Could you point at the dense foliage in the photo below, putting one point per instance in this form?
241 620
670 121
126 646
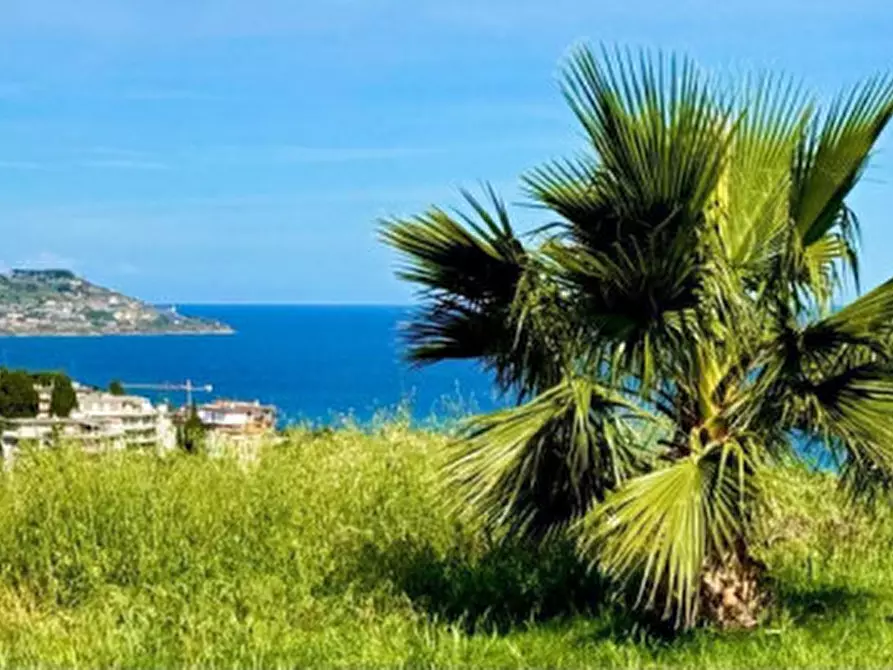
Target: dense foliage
671 333
63 399
18 396
333 551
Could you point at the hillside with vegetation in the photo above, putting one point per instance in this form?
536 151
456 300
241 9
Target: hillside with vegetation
335 549
58 302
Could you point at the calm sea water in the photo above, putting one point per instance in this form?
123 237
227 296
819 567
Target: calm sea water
314 363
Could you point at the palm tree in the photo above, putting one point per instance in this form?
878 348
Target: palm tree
672 332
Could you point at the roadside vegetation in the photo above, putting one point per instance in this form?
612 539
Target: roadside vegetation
334 549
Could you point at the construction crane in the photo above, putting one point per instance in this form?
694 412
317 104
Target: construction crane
188 387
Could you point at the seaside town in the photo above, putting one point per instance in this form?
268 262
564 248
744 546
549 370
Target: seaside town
111 419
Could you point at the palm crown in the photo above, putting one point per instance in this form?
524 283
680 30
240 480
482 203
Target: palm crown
675 329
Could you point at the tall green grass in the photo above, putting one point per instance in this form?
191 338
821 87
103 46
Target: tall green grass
331 550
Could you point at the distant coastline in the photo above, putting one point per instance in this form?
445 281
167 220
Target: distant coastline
58 303
146 333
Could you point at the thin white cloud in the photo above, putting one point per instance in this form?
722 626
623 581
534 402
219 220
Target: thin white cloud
124 164
160 95
22 165
46 260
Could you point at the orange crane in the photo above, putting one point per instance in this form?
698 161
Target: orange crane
188 387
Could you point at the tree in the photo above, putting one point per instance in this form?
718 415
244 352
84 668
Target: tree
191 432
673 333
63 399
18 397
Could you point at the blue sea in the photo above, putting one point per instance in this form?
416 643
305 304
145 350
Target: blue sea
315 363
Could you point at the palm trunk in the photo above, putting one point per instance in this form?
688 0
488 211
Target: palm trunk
733 593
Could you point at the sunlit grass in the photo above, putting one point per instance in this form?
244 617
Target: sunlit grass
332 550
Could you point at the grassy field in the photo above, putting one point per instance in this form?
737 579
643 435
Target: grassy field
332 551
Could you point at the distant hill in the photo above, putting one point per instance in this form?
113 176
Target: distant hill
58 302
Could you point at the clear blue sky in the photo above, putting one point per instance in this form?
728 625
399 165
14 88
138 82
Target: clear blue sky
242 150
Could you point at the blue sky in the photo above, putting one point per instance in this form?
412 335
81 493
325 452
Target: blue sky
242 150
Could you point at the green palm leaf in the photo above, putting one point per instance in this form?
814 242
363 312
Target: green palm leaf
539 466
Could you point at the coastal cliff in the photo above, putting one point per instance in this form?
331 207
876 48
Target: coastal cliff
58 302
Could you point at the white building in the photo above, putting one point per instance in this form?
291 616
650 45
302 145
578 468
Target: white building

= = = =

Without including a single picture, restate all of the data word for word.

[Response box]
Could you point at the dense foliage in the photo below, putting one point per instance in this form?
241 620
670 121
126 646
Target: dense foliage
671 333
63 399
18 396
333 551
Could you point at the hillside with vegetation in the photo above, putting one point per instance in this form?
536 151
456 300
241 9
Target: hillside with vegetation
335 549
58 302
Could you point at the calm sea water in the photo above, putting one point per instance in this form?
123 237
227 296
819 567
Target: calm sea water
314 363
Could you point at the palm tree in the photo above, putting one point per instance in this form?
878 348
Target: palm tree
672 332
Could you point at the roadside vegetation in the photo above, putting one point per instance in this form?
612 539
Target: roadside vegetation
334 549
Could you point at the construction crane in the photo above, putting one point per instance in this form?
694 412
317 104
Target: construction crane
188 387
Could you point at the seaside town in the photo above, putting one point per instance in this form?
268 262
564 248
744 546
549 370
Target: seaside town
111 419
Could you point at the palm crown in the photo above, putting one point per instance in this form?
524 283
680 30
240 480
482 203
Target: palm crown
675 329
Could you point at the tall green grass in the photo above, putting one point per instance in this form?
191 338
821 87
103 46
Target: tall green grass
331 550
Could you point at the distant coastline in the photo above, putting one point per instance in this form?
445 281
167 220
Target: distant coastline
58 303
146 333
Could you point at the thin white cloud in the photo above, putting one point per instance in this form?
722 626
623 581
534 402
219 220
Target: thin white cloud
124 164
160 95
22 165
46 260
Could you point at the orange crane in the photo above, putting one point per instance in this form?
698 161
Target: orange crane
188 387
Could you point at the tree in the photo above, putting one point per instance in this form?
718 415
244 352
84 668
Target: tree
191 432
673 333
63 399
18 397
Could you point at the blue sea in the photo above, putting one point per instance in this form?
416 643
305 304
145 350
Target: blue sea
315 363
Could you point at the palm trunk in the photo above, putting one point per instance in this form?
688 0
488 211
Target: palm trunk
733 593
Could you point at the sunlit grass in the photo above, putting one point per instance in this form?
244 617
Target: sunlit grass
332 550
Could you point at the grassy field in the photo above, putting one point per instance in this form?
737 579
643 435
Target: grassy field
332 551
Could you point at the distant hill in the photo above, putting one point per instance in this form?
113 176
Target: distant hill
58 302
Could you point at the clear blue sky in the photo above, putting one point per instance in this form?
728 625
399 165
14 88
138 82
Target: clear blue sky
242 150
Could you point at the blue sky in the photo above, putting one point per instance in this form?
412 335
81 493
325 452
Target: blue sky
242 150
Could you point at the green palm leaf in the photo above, putting one point per instance in this form?
814 242
363 312
Target: green palm leaf
539 466
Could you point at the coastal cliff in the photo above, putting one point per instance in this form?
331 207
876 48
Target: coastal cliff
58 302
Could you point at the white building in the photo above, putting one point per instance in this form?
291 616
650 45
302 145
578 468
Target: white building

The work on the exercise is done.